What to work on: Reproduce exactly the lines below, starting with the line that contains "For each instance of the side mirror, place" and ending with the last line of the records, both included, and nothing else.

--- Begin Supplied data ---

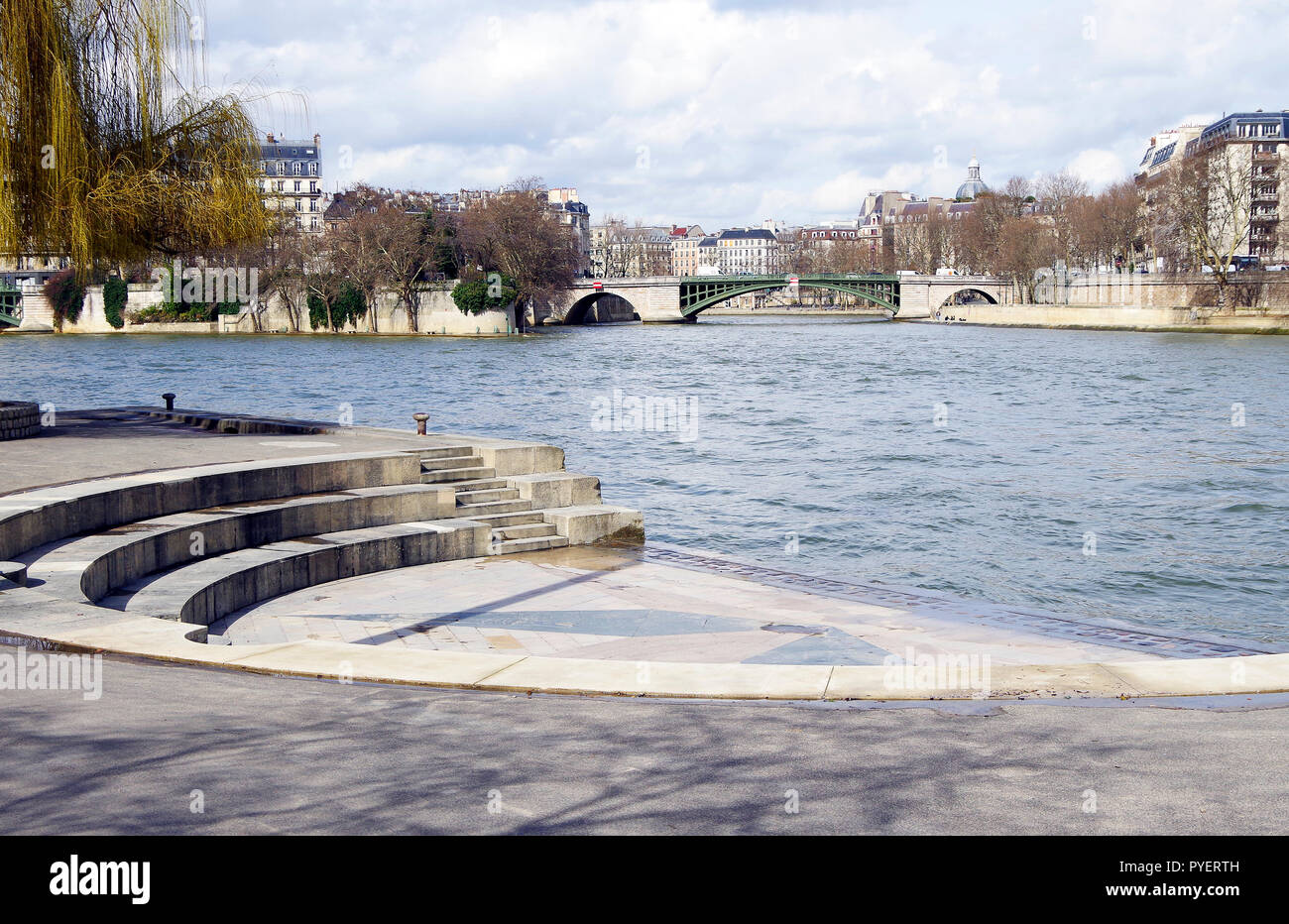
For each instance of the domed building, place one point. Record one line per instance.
(974, 185)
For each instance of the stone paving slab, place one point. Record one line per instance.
(619, 606)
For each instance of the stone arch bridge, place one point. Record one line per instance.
(677, 299)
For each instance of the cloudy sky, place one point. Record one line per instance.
(726, 112)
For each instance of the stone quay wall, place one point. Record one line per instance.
(437, 316)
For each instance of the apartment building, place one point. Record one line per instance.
(291, 179)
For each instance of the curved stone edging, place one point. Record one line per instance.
(176, 641)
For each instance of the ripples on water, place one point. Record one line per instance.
(824, 428)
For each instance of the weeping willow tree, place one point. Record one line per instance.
(108, 153)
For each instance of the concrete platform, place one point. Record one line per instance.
(652, 622)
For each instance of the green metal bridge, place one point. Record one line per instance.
(11, 307)
(699, 292)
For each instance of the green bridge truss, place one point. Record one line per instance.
(699, 292)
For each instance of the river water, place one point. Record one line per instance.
(1107, 474)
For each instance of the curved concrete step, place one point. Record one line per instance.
(34, 519)
(475, 511)
(523, 531)
(443, 476)
(533, 544)
(90, 567)
(209, 589)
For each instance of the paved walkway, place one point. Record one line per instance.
(669, 606)
(288, 755)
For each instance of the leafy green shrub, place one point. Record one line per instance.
(65, 296)
(116, 292)
(473, 297)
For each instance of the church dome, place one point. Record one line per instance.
(974, 185)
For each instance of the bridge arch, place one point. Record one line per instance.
(981, 294)
(699, 292)
(588, 308)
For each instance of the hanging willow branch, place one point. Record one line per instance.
(106, 153)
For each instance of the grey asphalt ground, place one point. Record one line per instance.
(291, 755)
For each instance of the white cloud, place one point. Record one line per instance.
(743, 108)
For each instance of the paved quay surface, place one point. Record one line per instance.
(658, 622)
(620, 605)
(289, 755)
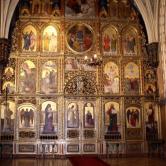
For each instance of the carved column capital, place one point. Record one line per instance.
(4, 51)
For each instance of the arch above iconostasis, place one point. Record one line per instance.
(110, 40)
(131, 39)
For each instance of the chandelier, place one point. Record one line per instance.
(93, 60)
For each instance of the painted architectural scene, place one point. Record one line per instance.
(49, 117)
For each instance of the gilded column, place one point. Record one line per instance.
(4, 53)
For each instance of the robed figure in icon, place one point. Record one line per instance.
(8, 121)
(113, 127)
(133, 117)
(48, 126)
(27, 117)
(72, 116)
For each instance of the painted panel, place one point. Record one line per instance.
(111, 78)
(29, 38)
(49, 78)
(7, 117)
(83, 8)
(50, 42)
(89, 119)
(49, 118)
(79, 38)
(133, 117)
(27, 77)
(72, 116)
(110, 41)
(132, 82)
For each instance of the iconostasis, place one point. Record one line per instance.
(52, 101)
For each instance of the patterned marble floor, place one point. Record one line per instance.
(66, 162)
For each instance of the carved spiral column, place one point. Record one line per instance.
(4, 54)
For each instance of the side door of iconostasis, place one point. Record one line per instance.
(81, 126)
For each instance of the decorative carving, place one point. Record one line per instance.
(89, 134)
(29, 134)
(72, 134)
(89, 147)
(4, 51)
(81, 85)
(152, 50)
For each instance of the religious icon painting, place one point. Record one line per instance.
(133, 117)
(111, 78)
(103, 8)
(49, 117)
(49, 77)
(89, 120)
(26, 114)
(80, 9)
(27, 77)
(72, 115)
(112, 117)
(29, 38)
(110, 41)
(79, 38)
(149, 75)
(50, 40)
(71, 64)
(7, 116)
(132, 81)
(150, 89)
(151, 120)
(129, 42)
(9, 73)
(8, 87)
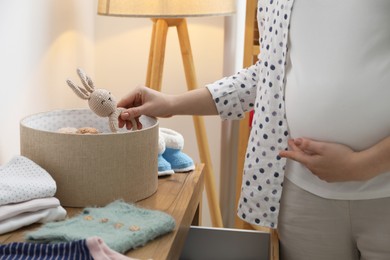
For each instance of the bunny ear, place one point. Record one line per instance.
(87, 82)
(82, 93)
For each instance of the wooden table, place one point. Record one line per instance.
(178, 195)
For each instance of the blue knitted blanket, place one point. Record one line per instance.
(121, 225)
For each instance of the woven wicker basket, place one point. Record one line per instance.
(92, 169)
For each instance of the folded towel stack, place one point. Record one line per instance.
(27, 195)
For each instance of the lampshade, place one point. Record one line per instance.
(165, 8)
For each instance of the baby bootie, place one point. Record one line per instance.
(174, 143)
(164, 167)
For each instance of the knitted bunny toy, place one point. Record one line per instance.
(100, 101)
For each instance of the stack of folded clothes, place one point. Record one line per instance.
(27, 195)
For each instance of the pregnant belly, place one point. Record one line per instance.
(356, 119)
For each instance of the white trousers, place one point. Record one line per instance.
(311, 227)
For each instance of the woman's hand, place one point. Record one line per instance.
(331, 162)
(143, 101)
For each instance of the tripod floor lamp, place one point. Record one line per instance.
(173, 13)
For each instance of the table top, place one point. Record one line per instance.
(178, 195)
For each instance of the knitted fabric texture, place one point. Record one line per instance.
(174, 143)
(100, 101)
(22, 179)
(164, 167)
(121, 225)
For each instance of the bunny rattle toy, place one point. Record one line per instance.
(100, 101)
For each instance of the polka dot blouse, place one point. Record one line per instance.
(261, 88)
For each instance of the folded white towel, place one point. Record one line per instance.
(22, 179)
(14, 209)
(25, 219)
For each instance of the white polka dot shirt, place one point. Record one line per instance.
(261, 87)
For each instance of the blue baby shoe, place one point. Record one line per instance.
(164, 167)
(173, 154)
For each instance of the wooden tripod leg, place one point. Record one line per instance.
(157, 54)
(203, 147)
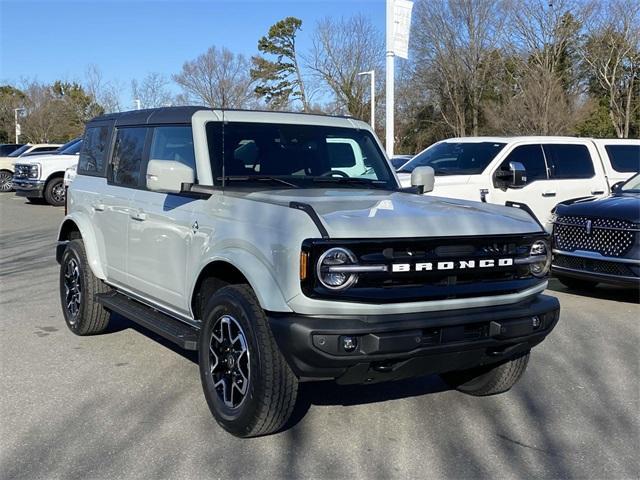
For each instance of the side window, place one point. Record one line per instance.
(44, 149)
(173, 143)
(533, 160)
(94, 148)
(569, 161)
(624, 158)
(127, 156)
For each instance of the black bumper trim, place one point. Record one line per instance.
(390, 347)
(596, 277)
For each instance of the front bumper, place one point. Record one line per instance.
(391, 347)
(28, 188)
(597, 268)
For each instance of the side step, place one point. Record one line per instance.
(168, 327)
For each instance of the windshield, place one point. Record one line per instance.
(449, 158)
(632, 185)
(296, 156)
(71, 148)
(20, 151)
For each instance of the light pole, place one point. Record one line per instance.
(372, 73)
(15, 112)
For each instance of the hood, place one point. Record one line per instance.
(353, 213)
(620, 206)
(440, 180)
(42, 158)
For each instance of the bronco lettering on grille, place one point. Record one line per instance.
(451, 265)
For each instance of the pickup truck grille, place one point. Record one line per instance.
(607, 236)
(21, 171)
(435, 284)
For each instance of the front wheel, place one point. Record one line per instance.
(54, 192)
(248, 385)
(78, 287)
(488, 380)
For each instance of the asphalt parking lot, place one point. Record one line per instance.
(127, 405)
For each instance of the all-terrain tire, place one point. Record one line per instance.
(84, 316)
(489, 380)
(576, 283)
(272, 387)
(54, 192)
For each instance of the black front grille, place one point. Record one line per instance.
(609, 237)
(21, 171)
(593, 265)
(389, 286)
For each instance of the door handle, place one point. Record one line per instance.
(139, 216)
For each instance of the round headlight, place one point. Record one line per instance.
(333, 271)
(541, 249)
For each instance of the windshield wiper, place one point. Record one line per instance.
(353, 180)
(258, 178)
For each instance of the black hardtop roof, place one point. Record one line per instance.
(152, 116)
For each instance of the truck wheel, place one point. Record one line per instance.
(54, 192)
(576, 283)
(249, 386)
(6, 181)
(488, 380)
(78, 286)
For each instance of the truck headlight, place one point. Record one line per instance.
(34, 171)
(540, 249)
(333, 268)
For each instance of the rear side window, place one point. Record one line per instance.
(569, 161)
(93, 151)
(127, 156)
(173, 143)
(624, 158)
(533, 160)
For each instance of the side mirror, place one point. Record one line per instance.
(168, 176)
(423, 178)
(514, 177)
(616, 186)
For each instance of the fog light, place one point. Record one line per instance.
(349, 344)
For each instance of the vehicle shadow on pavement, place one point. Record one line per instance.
(603, 292)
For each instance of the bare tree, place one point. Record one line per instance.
(152, 91)
(218, 78)
(105, 93)
(454, 46)
(342, 49)
(612, 57)
(543, 36)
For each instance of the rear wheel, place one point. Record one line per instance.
(488, 380)
(54, 192)
(576, 283)
(78, 287)
(249, 387)
(6, 181)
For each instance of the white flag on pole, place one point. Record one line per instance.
(402, 26)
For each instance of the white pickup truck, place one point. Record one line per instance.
(41, 177)
(539, 172)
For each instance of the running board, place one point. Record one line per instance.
(167, 327)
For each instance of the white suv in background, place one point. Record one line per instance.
(41, 177)
(6, 163)
(539, 172)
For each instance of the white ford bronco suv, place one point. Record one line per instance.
(252, 238)
(41, 177)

--- End Supplied data ---

Completed task:
For each instance of the side mirror, place one point. Record one line per instance.
(168, 176)
(423, 178)
(514, 177)
(616, 186)
For each instance of the fog light, place one point. Record one line per instance.
(349, 344)
For each instance of the vehicle shadow on pavement, place one point. Record one line per instance.
(603, 292)
For each instance of the bare tree, place one point. Record one line per instance.
(152, 91)
(218, 78)
(105, 93)
(454, 46)
(342, 49)
(612, 57)
(543, 36)
For each instance of the rear wheel, place one point. Record one line per instance.
(488, 380)
(54, 192)
(576, 283)
(78, 287)
(249, 387)
(6, 181)
For each instance of the white flag on pole, place one point. Record one line per instance.
(402, 26)
For each instance of the white pickup truck, place one point. Record one line per instance.
(41, 177)
(539, 172)
For each instance of the running board, place one point. Record one line per instance.
(167, 327)
For each instance of the white suv in background, place one point. Record one line per instance.
(41, 177)
(6, 163)
(539, 172)
For each instance of the white ford bronco suv, place one point. Record one line per instance.
(252, 238)
(41, 177)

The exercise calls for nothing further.